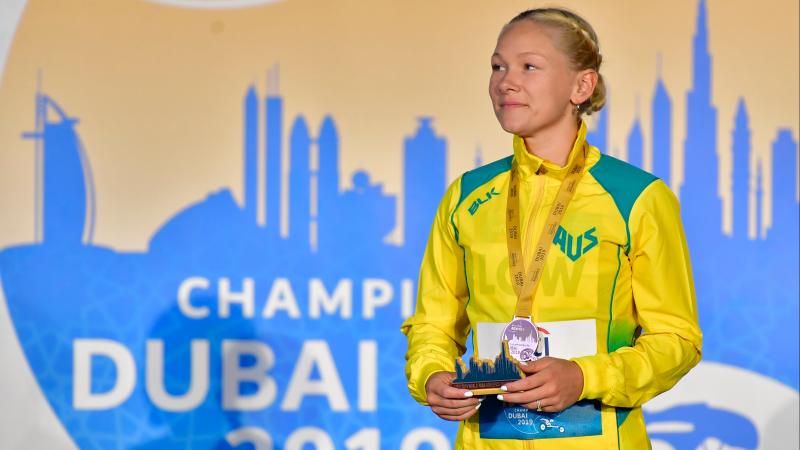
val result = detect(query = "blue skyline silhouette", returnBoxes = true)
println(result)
[0,0,800,449]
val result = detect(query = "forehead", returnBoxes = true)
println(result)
[495,20,560,57]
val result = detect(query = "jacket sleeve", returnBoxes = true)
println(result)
[574,180,702,408]
[401,179,469,404]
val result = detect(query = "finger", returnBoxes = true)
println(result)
[439,407,479,422]
[500,374,545,392]
[431,405,479,416]
[521,397,566,413]
[428,397,479,408]
[435,384,472,398]
[497,386,553,409]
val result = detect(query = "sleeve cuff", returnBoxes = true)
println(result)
[408,360,455,405]
[571,354,610,400]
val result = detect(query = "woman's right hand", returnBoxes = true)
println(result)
[425,372,483,421]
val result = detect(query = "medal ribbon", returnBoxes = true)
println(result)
[506,143,586,318]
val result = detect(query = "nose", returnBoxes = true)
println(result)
[497,70,519,94]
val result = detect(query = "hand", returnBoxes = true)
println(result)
[425,372,483,421]
[497,356,583,412]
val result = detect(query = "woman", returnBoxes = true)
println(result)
[402,8,702,450]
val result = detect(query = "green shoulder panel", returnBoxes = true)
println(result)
[589,155,658,227]
[456,155,514,209]
[450,155,514,245]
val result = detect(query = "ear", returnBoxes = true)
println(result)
[569,69,597,105]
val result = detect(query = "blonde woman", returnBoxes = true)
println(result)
[402,8,702,450]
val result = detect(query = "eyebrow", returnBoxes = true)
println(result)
[492,52,546,58]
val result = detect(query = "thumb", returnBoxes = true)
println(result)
[519,356,553,375]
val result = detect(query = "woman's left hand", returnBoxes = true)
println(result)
[497,356,583,412]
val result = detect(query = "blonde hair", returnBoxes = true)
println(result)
[506,8,606,116]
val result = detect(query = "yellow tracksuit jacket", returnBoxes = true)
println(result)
[402,123,702,450]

────────────────────────────────────────

> [TASK GOAL] Reproduce the records above with "detect" swapped for "locate" throughout and everything else left as is. Leave the pictures out.

> [WRITTEN ANSWER]
val result = locate(query = "blue skyline silhouette", returnBoxes = true)
println(result)
[0,0,800,449]
val result = locate(query = "forehead", returnBoxes = true)
println(result)
[495,20,560,57]
val result = locate(query = "jacket sleeve", returnBoxes = true)
println(result)
[574,180,702,408]
[401,179,469,404]
val result = locate(query = "finger", returnBoxes = true)
println(result)
[439,407,479,422]
[500,374,545,392]
[431,405,479,416]
[521,397,566,413]
[428,397,479,408]
[435,384,472,398]
[497,386,553,409]
val result = locate(query = "sleeve cuff", returnBoxes = true)
println(result)
[408,360,455,405]
[571,354,610,400]
val result = locate(query = "woman's right hand", returnBoxes = true)
println(result)
[425,372,483,421]
val result = locate(query = "medal ribbon", returnBoxes = true)
println(result)
[506,143,586,318]
val result = locate(query = "nose", returnBoxes = true)
println(result)
[497,70,519,94]
val result = locate(query = "hand", returnBoxes = true)
println(result)
[425,372,483,421]
[497,356,583,412]
val result = locate(query = "woman", returnBoxes = true)
println(result)
[402,8,702,450]
val result = locate(query = "green shoulder panel", returnBoxes = true)
println(result)
[589,155,658,227]
[456,155,514,209]
[450,155,514,245]
val result = locate(query = "ear", returnBoxes = true)
println(result)
[569,69,597,105]
val result = locate(query = "blonde woman", returnBoxes = true)
println(result)
[402,8,702,450]
val result = locate(query = "eyebrow", returnBoxes = true)
println(result)
[492,52,546,58]
val result = locate(query = "thumb", returnBoxes = true)
println(result)
[519,356,553,375]
val result = locate(query = "woman's left hand", returnBoxes = true)
println(result)
[497,356,583,412]
val result = locate(query = "blonde hair", returnBoxes = true)
println(result)
[506,8,606,116]
val result = locate(query = "yellow tracksuit jacket", returnBoxes = true)
println(result)
[402,123,702,450]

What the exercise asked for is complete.